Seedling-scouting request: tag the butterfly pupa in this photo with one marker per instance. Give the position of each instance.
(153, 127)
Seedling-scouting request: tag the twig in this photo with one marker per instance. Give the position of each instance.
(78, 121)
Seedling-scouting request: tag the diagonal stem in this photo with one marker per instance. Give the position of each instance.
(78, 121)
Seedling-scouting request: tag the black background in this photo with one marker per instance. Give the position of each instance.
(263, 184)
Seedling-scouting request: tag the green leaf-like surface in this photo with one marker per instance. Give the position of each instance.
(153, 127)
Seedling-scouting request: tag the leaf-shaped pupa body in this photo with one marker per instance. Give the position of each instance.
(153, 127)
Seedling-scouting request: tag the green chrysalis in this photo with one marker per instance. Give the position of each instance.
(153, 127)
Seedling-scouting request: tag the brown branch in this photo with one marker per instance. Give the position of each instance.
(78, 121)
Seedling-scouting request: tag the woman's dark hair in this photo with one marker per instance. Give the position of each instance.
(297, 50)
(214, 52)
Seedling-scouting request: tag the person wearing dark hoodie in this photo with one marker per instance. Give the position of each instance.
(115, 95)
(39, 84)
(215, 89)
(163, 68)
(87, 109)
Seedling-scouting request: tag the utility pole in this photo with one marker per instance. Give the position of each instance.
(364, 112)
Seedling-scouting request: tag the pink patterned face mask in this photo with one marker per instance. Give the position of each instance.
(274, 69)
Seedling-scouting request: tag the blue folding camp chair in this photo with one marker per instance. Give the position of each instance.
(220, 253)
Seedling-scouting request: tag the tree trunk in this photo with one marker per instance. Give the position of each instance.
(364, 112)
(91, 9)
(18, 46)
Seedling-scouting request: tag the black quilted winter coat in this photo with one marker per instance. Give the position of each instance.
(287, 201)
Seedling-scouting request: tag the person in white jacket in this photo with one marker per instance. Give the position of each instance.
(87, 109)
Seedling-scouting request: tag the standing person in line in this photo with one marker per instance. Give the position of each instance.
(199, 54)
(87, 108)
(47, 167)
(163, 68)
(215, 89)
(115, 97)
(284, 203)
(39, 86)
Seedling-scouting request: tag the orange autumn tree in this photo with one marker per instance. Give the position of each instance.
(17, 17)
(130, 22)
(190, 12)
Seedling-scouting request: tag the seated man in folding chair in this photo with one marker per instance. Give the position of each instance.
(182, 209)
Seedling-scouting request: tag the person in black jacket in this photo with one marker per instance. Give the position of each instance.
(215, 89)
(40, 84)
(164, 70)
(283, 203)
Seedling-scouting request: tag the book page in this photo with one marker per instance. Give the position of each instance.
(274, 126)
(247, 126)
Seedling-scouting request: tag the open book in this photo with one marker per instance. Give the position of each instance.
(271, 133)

.....

** WRITTEN PROBLEM **
Rewrite every line from the one containing "Seedling-scouting request: tag the person in white" down to the end of the records, requests included. Multiply each point coordinate in the answers by 2.2 and round to the nearest whole number, with halves rounded up.

** SOLUTION **
Seedling-scouting request: tag the person in white jacket in this photo with one marker per instance. Give the position of each instance.
(191, 240)
Seedling-scouting request: tag the standing person in line in this photo with one marker per instance. Give the position of each instance.
(438, 119)
(191, 238)
(103, 367)
(359, 150)
(473, 196)
(253, 213)
(625, 447)
(86, 189)
Seedling-scouting request: tag the orange autumn tree in this photo with one marker per instance. Give the position of each instance.
(37, 37)
(286, 48)
(418, 26)
Seedling-scouting request: tag the seated man in folding chair in this photo with one marker per instance. Give the position of each instance.
(400, 460)
Seedling-scouting request: tag the person in black jacket in this photo with one marker per instance. Give the position of each instance.
(473, 196)
(88, 185)
(361, 154)
(623, 447)
Seedling-scouting request: tag the book page in this photo with one marker per instance. Give the position of each instance.
(603, 277)
(543, 277)
Seedling-scouting request: tag the open book in this photo with one marker per instance. Give the position of each instance.
(596, 293)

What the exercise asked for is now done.